> **Document excerpt**
# Lecture 5: Unsupervised Learning - PCA and t-SNE

## **Learning Outcomes**
- Understand the concept of dimensionality reduction and its importance in machine learning.
- Learn to apply Principal Component Analysis (PCA) and t-SNE for visualizing high-dimensional data.
- Explore real-world applications of unsupervised learning using satellite imagery data.

---

## **What We Will Learn**
1. What is dimensionality reduction?
2. How does PCA work, and what is its significance in data analysis?
3. How to apply t-SNE to visualize non-linear relationships in high-dimensional data.
4. Hands-on demonstration with the EuroSAT Dataset.

---

## **Questions to Consider**
- What are the key differences between PCA and t-SNE?
- Why is dimensionality reduction important for satellite imagery?
- Can we identify land-cover patterns in the EuroSAT dataset using unsupervised learning?

---

## **Dataset Description**
- **Dataset Name**: EuroSAT (Sentinel-2 Satellite Images)
- **Number of Classes**: 10 land-cover types (e.g., Forest, Urban, Cropland).
- **Data Shape**: RGB images with size 64x64 pixels.

> **Required tasks**
1. Print the lecture outline in full, word for word.
2. Output, word for word, the part of the listing that opens with the line containing "indicate the groomed" and closes with the last line of the listing, both ends included. Leave the pictures out.
The lecture outline and the listing are separate material.

> **The input**
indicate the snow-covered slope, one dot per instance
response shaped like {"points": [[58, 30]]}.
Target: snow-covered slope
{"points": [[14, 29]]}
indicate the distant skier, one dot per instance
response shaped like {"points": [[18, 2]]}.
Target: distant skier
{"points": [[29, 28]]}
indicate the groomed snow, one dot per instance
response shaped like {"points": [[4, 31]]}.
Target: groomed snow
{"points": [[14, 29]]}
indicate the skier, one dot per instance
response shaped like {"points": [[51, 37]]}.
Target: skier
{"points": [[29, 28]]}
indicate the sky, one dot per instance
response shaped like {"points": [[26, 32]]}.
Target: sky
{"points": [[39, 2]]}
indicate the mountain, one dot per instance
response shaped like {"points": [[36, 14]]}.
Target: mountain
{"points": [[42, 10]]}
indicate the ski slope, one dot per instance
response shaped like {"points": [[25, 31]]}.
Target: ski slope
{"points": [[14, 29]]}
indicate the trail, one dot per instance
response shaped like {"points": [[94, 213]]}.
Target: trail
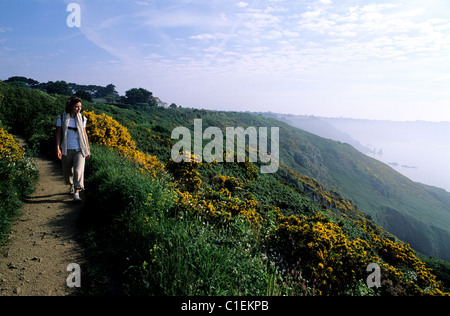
{"points": [[43, 240]]}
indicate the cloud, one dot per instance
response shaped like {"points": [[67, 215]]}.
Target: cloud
{"points": [[242, 4]]}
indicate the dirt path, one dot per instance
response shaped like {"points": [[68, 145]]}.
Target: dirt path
{"points": [[43, 240]]}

> **Responses in order**
1.
# Lecture 5: Unsupervised Learning - PCA and t-SNE

## **Learning Outcomes**
- Understand the concept of dimensionality reduction and its importance in machine learning.
- Learn to apply Principal Component Analysis (PCA) and t-SNE for visualizing high-dimensional data.
- Explore real-world applications of unsupervised learning using satellite imagery data.

---

## **What We Will Learn**
1. What is dimensionality reduction?
2. How does PCA work, and what is its significance in data analysis?
3. How to apply t-SNE to visualize non-linear relationships in high-dimensional data.
4. Hands-on demonstration with the EuroSAT Dataset.

---

## **Questions to Consider**
- What are the key differences between PCA and t-SNE?
- Why is dimensionality reduction important for satellite imagery?
- Can we identify land-cover patterns in the EuroSAT dataset using unsupervised learning?

---

## **Dataset Description**
- **Dataset Name**: EuroSAT (Sentinel-2 Satellite Images)
- **Number of Classes**: 10 land-cover types (e.g., Forest, Urban, Cropland).
- **Data Shape**: RGB images with size 64x64 pixels.

2.
indicate the groomed snow, one dot per instance
response shaped like {"points": [[4, 31]]}.
Target: groomed snow
{"points": [[14, 29]]}
indicate the skier, one dot per instance
response shaped like {"points": [[51, 37]]}.
Target: skier
{"points": [[29, 28]]}
indicate the sky, one dot per instance
response shaped like {"points": [[26, 32]]}.
Target: sky
{"points": [[39, 2]]}
indicate the mountain, one dot per instance
response shaped like {"points": [[36, 14]]}.
Target: mountain
{"points": [[42, 10]]}
indicate the ski slope, one dot per instance
response shaped like {"points": [[25, 31]]}.
Target: ski slope
{"points": [[14, 29]]}
indicate the trail, one dot per instance
response shaped like {"points": [[94, 213]]}.
Target: trail
{"points": [[43, 240]]}
indicate the cloud, one dot per instance
response shaped like {"points": [[67, 215]]}.
Target: cloud
{"points": [[242, 4]]}
indicate the dirt path, one dot per instance
response shaped like {"points": [[68, 145]]}.
Target: dirt path
{"points": [[43, 240]]}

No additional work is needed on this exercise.